━━━ Supplied text

I do think about a bunch of horses on a plane and then they all have little-
I'd allow them to drink because they're just going to die.
Yeah.
I do think the little horses on a plane and they all have parachutes and then they jump
off and then they land.
I want to say that they did shit like that.
Yeah.
What a day to be a horse.
I don't think people ever tried parachuting in horses.
Why not?
Why not?
We got on parachutes.
And then you land with the horse and you're like ready to go.
You've got a head full of government-grade LSD and you're like listen, listen, musty
a horse.
All right.
On a pale horse.
I mean the OSS, they were essential to America's invasion of North Africa.
That's where we started the war in Europe, our European front.
That gave us our first foothold towards invading Italy.
They set up agent networks in France to support the invasion at Normandy and they provided
invaluable information on German strength, air defenses, submarine production and rocket
production.
Not saying that the OSS is a fucking wonderful organization, I'm just saying credit where
credits do.
They did their job.
Yeah.
However, because OSS officers knew that they could avoid disciplinary action no matter
what they did, operational funds often mysteriously disappeared and just as mysteriously reappeared
in the bank accounts of OSS veterans after the war.
And I'll just take my bonus.
Thank you.
That's great.
Just see the guys showing up like dumb and dumber, just dressed to the tent.
This is good as money.
You're going to want to hold on.
That's for a tank.
According to the OSS psychological chief, Dr. Henry Murray, the way the OSS operated
was almost tailor made to attract psychopaths.
Oh, good, good.
They were intrigued by the idea that they could do whatever they wanted without consequence
and they were also intrigued by the fact that they could more often than not be rewarded
and praised for acting like a psychopath.
I think you're talking about the overnight shift at Taco Bell.
My middle manager at Borders, guys, it's weird to think that like in order to work for an
organization like this, you have to be good at keeping a secret.
And what what are the qualities of someone who's good at keeping a secret?
You really have to really believe in some way, shape or form that you are superior to
other people.
I really do think that there's a factor here where you think that you can hold the secrets
of America inside of you.
And then because you are holding this quote unquote precious information, you then have
a license to do whatever it is that you do have leverage over those people, right?
Because you have a piece of information they don't say you're playing with another card
in the deck.

━━━━━━
━━━ Information supplied

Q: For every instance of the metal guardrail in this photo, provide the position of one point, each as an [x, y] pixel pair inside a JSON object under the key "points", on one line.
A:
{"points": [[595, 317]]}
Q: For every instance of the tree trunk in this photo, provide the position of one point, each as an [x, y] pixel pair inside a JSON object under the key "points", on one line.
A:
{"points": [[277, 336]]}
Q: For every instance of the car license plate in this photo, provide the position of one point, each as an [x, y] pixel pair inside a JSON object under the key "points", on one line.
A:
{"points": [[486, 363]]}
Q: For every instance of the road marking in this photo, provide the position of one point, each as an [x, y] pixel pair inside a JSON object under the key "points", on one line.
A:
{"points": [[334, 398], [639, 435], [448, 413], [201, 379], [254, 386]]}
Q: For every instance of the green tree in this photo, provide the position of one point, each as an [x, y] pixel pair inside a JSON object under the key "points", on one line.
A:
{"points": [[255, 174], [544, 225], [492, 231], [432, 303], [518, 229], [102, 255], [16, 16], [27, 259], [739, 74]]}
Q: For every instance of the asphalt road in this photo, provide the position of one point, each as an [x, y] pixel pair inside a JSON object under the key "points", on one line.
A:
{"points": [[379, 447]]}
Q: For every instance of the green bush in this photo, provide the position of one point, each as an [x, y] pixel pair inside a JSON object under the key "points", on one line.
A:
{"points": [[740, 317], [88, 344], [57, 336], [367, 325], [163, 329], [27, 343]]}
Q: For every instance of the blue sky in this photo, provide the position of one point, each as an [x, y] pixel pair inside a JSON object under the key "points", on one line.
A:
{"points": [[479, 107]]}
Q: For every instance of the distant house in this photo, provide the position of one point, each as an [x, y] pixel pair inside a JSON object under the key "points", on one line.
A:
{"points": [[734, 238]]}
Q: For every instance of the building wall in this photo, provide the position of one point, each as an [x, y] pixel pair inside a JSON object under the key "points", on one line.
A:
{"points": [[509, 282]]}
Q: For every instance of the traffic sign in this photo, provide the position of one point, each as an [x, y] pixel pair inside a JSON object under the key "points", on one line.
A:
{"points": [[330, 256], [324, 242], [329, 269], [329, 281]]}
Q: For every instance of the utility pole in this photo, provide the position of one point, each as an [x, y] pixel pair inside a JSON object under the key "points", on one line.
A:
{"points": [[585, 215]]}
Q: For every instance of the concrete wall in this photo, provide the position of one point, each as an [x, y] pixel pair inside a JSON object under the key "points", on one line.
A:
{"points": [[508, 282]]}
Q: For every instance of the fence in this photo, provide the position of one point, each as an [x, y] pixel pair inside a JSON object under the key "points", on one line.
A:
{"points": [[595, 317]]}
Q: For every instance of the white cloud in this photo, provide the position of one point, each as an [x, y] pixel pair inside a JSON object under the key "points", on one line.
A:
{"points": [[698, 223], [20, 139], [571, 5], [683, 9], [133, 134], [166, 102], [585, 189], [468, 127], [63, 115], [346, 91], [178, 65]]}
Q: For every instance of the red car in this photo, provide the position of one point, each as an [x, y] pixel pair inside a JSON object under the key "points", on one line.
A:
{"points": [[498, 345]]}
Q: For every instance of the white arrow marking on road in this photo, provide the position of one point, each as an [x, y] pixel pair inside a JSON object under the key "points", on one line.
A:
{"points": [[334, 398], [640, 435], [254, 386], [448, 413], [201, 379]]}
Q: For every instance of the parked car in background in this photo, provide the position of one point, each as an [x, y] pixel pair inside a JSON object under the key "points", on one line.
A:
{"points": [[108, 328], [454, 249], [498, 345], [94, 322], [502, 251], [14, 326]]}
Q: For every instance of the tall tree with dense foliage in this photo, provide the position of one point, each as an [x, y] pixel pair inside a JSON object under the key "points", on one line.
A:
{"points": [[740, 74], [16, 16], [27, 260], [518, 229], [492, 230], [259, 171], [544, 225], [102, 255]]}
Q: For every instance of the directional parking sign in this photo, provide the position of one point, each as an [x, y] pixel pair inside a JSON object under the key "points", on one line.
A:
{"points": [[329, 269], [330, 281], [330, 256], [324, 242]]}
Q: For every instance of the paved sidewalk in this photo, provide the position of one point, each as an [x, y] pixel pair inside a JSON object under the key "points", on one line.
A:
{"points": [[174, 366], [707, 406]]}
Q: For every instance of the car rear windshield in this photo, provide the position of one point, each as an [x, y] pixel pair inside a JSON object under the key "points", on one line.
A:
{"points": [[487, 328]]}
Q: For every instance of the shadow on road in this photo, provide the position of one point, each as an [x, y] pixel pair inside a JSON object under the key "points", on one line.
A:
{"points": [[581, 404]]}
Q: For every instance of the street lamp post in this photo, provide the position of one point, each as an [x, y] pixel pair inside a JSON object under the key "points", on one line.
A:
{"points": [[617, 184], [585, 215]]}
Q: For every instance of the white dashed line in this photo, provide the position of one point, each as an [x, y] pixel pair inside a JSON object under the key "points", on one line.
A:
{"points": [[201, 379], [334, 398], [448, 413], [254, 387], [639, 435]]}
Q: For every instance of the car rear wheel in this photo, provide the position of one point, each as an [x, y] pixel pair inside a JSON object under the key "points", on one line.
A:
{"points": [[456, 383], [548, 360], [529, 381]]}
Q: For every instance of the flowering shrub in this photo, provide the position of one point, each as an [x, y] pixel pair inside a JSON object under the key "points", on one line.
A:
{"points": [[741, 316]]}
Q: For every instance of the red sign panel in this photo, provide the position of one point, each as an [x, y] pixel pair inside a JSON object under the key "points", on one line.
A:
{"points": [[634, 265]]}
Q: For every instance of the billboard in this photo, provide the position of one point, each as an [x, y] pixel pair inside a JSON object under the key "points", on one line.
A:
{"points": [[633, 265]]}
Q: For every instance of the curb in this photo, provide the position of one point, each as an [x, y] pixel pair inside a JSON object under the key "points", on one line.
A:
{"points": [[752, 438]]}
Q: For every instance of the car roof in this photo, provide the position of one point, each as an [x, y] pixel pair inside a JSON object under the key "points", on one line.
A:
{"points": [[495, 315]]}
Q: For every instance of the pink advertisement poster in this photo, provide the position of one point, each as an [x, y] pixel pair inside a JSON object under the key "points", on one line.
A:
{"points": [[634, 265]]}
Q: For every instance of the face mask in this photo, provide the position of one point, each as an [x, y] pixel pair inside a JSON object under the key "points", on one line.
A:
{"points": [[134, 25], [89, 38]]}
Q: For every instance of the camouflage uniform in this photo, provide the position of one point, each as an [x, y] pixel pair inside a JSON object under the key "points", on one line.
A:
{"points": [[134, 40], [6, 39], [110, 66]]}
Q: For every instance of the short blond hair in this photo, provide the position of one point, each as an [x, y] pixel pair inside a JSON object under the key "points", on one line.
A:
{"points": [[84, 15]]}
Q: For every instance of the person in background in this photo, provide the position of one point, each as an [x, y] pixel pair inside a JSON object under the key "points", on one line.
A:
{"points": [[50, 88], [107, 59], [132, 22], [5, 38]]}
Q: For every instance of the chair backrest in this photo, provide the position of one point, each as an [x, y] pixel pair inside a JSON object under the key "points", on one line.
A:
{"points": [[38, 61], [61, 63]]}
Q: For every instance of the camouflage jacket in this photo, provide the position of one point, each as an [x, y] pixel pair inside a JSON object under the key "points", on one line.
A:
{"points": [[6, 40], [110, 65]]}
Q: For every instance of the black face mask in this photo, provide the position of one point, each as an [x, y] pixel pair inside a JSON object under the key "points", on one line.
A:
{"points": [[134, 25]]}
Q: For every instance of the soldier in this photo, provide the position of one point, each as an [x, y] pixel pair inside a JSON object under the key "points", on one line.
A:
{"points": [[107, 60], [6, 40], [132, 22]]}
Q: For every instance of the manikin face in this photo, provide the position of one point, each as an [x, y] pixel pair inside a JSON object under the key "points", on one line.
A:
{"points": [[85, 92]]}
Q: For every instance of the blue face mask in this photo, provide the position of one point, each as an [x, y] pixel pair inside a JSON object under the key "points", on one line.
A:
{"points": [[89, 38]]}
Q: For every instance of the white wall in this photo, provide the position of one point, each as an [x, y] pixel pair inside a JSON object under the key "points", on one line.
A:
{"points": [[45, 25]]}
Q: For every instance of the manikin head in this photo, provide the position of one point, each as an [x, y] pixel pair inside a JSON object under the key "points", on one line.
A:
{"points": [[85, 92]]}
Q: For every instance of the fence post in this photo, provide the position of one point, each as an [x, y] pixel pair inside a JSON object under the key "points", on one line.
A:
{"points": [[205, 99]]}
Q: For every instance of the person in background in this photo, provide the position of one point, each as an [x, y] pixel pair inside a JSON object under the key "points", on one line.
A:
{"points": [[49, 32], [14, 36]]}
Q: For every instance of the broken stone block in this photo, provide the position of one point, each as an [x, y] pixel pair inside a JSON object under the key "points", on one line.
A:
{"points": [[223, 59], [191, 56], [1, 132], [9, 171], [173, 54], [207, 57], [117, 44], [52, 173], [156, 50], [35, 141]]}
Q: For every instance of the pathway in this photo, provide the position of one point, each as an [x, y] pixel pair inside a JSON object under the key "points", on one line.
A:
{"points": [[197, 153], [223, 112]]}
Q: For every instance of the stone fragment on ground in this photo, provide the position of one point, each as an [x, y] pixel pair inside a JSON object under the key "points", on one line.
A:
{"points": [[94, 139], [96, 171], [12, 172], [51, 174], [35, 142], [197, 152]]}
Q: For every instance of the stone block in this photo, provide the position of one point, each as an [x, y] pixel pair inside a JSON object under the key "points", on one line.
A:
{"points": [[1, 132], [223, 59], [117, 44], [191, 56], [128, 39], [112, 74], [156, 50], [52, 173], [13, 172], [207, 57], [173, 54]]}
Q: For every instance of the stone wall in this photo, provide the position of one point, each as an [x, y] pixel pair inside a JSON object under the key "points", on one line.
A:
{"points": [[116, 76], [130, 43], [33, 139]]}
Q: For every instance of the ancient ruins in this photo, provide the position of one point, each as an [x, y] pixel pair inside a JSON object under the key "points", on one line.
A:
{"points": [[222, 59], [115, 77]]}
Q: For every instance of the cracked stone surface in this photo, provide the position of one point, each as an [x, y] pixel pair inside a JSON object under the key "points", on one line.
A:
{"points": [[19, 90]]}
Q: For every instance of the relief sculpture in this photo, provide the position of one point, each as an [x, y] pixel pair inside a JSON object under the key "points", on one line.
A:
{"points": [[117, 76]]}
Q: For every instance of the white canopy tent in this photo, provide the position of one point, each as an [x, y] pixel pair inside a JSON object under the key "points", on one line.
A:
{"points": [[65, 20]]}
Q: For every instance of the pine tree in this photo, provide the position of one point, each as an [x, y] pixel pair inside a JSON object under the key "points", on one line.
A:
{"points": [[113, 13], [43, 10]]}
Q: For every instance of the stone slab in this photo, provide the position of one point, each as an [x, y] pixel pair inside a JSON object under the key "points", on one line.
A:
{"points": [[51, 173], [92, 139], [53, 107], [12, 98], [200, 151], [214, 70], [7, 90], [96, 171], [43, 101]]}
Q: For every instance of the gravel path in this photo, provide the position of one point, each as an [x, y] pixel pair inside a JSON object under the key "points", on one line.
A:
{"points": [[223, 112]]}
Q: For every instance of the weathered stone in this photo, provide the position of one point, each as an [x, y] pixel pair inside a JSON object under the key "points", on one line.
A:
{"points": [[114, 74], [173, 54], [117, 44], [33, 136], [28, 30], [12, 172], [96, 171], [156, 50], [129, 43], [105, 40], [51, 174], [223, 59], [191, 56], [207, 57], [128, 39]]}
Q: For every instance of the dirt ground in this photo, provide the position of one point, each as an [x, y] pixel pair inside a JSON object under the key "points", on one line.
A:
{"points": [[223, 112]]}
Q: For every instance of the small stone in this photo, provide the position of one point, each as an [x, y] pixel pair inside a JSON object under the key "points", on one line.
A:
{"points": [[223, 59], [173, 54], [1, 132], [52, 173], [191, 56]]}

━━━━━━

_Stated task 1_
Do these statements agree with the OSS transcript? Answer yes or no for each, and quote the words from the transcript that settle it.
(a) The OSS set up agent networks in France to support the invasion at Normandy.
(b) The OSS psychological chief was Dr. Henry Murray.
(c) The invasion of North Africa gave America its first foothold toward invading France.
_Stated task 2_
Using the OSS transcript, answer these:
(a) On what topics did the OSS give invaluable information?
(b) Where did the vanished operational funds turn up after the war?
(c) According to the speaker, what must you be good at to work for an organization like this?
_Stated task 3_
Carry the OSS transcript forward from its final line, keeping the same loose, spoken back-and-forth.

_Right answer 1_
(a) Yes: "They set up agent networks in France to support the invasion at Normandy"
(b) Yes: "According to the OSS psychological chief, Dr. Henry Murray"
(c) No: "That gave us our first foothold towards invading Italy."

_Right answer 2_
(a) German strength, air defenses, submarine production and rocket production
(b) In the bank accounts of OSS veterans
(c) Keeping a secret

_Right answer 3_
But the OSS will already create a problem here with how do you hire people whose jobs
are to be treacherous and then expect them to not not fuck with the organization that
they're working for and not fuck over you and fuck over everybody else.
And speaking of psychopaths, the OSS's drive for operational autonomy came most strongly
from intelligence operator Alan Dulles, who would eventually become one of the most notorious
directors of the CIA.
Boo!
Oh, he's getting a boo!
I need a sound board.
Quack quack.
What else do you want to hear?
That's a good one.
That's what she said.
Wow.
I needed that's what she said, but that would really help the show.
I didn't expect it to get that big.
Yeah, it's perfect.
That's great.
Well, Dulles believed that it was not possible for people in Washington, D.C. to understand
the on-the-ground reality of OSS intelligence gathering.
Couldn't possibly understand.
I mean, they...
Go on.
Well, while that may be true in some cases, it definitely is, Dulles believed that it
could only work if Washington, D.C. assumed that it was true in all cases.
And can you say Washington, D.C. like Tim Curry from Clue?
Washington, D.C.
Washington, D.C.
Now a Princeton graduate like Alan Dulles fit right in with the rest of the operational
heads of the OSS.
Yeah, he's old money.
He's deeply connected to the Ivy League system, and he's already got money invested in German
businesses that were making things for the Nazi war machine, and he had to go in and
make sure that they were taken care of during his negotiations, his secret negotiations
with the Nazis.
J.P. Morgan's sons were OSS leaders, a Vanderbilt was in charge of the Special Operations Branch,
a Dupont directed French espionage, a member of the Standard Oil family, rent security
in Calcutta, and a member of the Equitable Life Insurance Company, headed intelligence
in Italy.
The only reason why the Rockefellers weren't in the OSS was because they were already in
charge of an entire agency all by themselves, the coordinator of inter-American affairs.
They just had their own intelligence group.
They just bought guys, they bought G-men, they bought enforcers, because then these will
follow the maps of like, because the CIA has idea guys, and they've got hard-nosed guys.
They got the guys to do their dirty work, and they got the guys to come up with the
dirty work plans, and it was really easy for a bunch of rich people who have been sitting
back and kind of planning what they'd do.
If they had all these connections.
I don't think they were planning and just like waiting and all that.
Who knows?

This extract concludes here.